**WORK REQUIRED**
Write out all the rows below again, requests included. Multiply every x and y coordinate in the answers by 0.6 and round each result to a whole number, with halves rounded up.

Records from a collection
######

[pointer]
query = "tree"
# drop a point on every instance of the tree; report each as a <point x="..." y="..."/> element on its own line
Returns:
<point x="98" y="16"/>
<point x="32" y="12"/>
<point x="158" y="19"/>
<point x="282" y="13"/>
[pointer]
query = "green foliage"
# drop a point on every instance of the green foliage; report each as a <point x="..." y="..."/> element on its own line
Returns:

######

**EXERCISE SOLUTION**
[pointer]
query = "tree"
# drop a point on every instance of the tree; report each as a <point x="..." y="..."/> element on its own line
Returns:
<point x="59" y="10"/>
<point x="19" y="7"/>
<point x="95" y="11"/>
<point x="169" y="8"/>
[pointer]
query = "green foliage"
# drop a point on every instance of the green foliage; report each as a <point x="..." y="..."/> element on its own line
Returns:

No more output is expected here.